* **Your instructions**
Copy exactly the run of lines that begins at the line with "pole in this photo." and ends at the final line of the entries.
** Start Data **
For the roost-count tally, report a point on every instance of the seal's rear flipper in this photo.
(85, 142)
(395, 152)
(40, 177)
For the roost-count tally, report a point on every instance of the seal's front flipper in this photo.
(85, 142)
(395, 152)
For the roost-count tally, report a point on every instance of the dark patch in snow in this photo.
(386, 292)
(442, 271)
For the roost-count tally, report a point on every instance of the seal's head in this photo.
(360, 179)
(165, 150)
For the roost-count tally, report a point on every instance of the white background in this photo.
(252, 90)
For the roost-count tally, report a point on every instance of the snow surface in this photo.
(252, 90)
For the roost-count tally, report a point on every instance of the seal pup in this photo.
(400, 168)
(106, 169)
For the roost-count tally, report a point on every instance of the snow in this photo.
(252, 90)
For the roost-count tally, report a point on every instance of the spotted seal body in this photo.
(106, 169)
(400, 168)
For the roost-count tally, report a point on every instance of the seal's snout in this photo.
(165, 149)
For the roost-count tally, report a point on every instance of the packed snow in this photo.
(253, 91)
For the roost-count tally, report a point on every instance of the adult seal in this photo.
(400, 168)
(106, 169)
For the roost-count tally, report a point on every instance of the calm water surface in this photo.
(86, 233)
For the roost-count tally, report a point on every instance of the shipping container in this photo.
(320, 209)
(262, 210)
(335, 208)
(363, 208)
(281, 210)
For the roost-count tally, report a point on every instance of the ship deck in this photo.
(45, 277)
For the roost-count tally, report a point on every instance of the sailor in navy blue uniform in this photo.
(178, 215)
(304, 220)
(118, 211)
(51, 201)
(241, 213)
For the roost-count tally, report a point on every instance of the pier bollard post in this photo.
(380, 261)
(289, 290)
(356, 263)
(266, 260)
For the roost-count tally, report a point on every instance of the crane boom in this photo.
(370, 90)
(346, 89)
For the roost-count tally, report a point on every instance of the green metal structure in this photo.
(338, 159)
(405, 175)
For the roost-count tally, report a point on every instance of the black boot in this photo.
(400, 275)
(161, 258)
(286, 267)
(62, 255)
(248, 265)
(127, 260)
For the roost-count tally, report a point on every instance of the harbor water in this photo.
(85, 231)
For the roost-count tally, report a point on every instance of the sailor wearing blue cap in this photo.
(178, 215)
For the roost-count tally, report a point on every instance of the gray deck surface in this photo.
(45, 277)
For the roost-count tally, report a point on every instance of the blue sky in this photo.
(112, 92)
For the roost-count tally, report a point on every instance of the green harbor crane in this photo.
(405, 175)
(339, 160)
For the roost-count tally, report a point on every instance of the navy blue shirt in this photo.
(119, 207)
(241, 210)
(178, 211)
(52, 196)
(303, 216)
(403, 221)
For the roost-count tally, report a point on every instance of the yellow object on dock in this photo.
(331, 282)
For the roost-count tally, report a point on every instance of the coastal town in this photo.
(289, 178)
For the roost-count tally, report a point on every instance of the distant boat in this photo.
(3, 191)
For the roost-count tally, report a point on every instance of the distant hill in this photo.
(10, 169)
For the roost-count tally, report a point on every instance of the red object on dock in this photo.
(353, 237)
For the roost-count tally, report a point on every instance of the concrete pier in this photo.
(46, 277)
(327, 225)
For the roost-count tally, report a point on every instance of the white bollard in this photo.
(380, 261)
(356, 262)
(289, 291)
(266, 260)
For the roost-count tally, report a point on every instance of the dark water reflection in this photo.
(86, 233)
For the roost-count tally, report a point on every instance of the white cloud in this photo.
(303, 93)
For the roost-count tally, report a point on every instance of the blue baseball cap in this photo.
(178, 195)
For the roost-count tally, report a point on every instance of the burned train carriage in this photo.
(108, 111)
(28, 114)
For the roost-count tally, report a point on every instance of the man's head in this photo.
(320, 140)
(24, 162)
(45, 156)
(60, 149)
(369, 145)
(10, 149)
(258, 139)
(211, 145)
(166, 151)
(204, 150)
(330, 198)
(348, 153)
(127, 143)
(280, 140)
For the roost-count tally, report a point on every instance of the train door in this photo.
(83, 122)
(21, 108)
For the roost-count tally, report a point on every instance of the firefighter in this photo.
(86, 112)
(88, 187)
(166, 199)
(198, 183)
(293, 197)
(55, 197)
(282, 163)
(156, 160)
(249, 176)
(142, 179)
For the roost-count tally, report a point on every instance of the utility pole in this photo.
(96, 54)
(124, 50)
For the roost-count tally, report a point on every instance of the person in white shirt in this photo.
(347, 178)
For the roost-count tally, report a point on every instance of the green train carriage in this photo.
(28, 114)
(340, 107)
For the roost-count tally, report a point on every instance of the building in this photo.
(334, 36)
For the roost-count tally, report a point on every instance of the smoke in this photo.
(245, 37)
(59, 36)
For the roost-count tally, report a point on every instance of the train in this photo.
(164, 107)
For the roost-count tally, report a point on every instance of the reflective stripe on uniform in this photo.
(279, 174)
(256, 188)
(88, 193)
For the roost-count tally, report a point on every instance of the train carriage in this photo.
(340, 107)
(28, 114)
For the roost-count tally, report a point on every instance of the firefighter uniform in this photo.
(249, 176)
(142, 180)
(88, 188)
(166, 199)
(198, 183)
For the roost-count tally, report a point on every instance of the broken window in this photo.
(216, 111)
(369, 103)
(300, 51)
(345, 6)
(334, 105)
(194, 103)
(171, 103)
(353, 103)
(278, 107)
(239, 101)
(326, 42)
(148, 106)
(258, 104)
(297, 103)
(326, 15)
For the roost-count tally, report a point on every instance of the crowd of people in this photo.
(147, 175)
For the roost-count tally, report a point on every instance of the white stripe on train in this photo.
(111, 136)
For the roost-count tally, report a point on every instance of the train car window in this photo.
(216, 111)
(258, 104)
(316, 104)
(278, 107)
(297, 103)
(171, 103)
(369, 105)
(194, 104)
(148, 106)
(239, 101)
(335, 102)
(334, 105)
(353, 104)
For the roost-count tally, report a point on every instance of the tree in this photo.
** End Data **
* **Result**
For the roost-count tally, report a point on every instance of the utility pole in this photo.
(96, 54)
(124, 50)
For the roost-count tally, report a point on every instance of the person in white shirt in this photo.
(347, 178)
For the roost-count tally, report a point on every instance of the green train carriage in this photo.
(28, 114)
(340, 107)
For the roost-count tally, report a point on every instance of the building in this photo.
(334, 36)
For the roost-count tally, report a point on every instance of the smoke in this photo.
(245, 37)
(59, 36)
For the roost-count tally, report a point on every instance of the train in this photo.
(164, 107)
For the roost-count tally, report a point on every instance of the reflective stripe on uniform in this photo.
(279, 174)
(256, 188)
(88, 193)
For the roost-count tally, report a point on every instance of the train carriage in this photo.
(340, 107)
(28, 114)
For the roost-count tally, report a point on every instance of the firefighter uniform in this photo.
(249, 176)
(142, 180)
(88, 188)
(166, 199)
(198, 183)
For the roost-count tally, report a point on every instance of the broken window in this photo.
(216, 111)
(369, 103)
(300, 51)
(345, 6)
(334, 105)
(194, 103)
(171, 103)
(353, 103)
(278, 107)
(239, 101)
(326, 42)
(148, 106)
(258, 104)
(297, 103)
(326, 15)
For the roost-count tally, report a point on every instance of the crowd of people in this photo.
(147, 175)
For the roost-count tally, report a point on every instance of the white stripe on train in this photo.
(111, 136)
For the roost-count tally, report a point on every instance of the train car window in this photo.
(216, 111)
(258, 104)
(316, 104)
(278, 107)
(297, 103)
(171, 103)
(369, 105)
(194, 104)
(148, 106)
(239, 101)
(335, 102)
(334, 105)
(353, 104)
For the roost-count tally, report a point on every instance of the tree in this photo.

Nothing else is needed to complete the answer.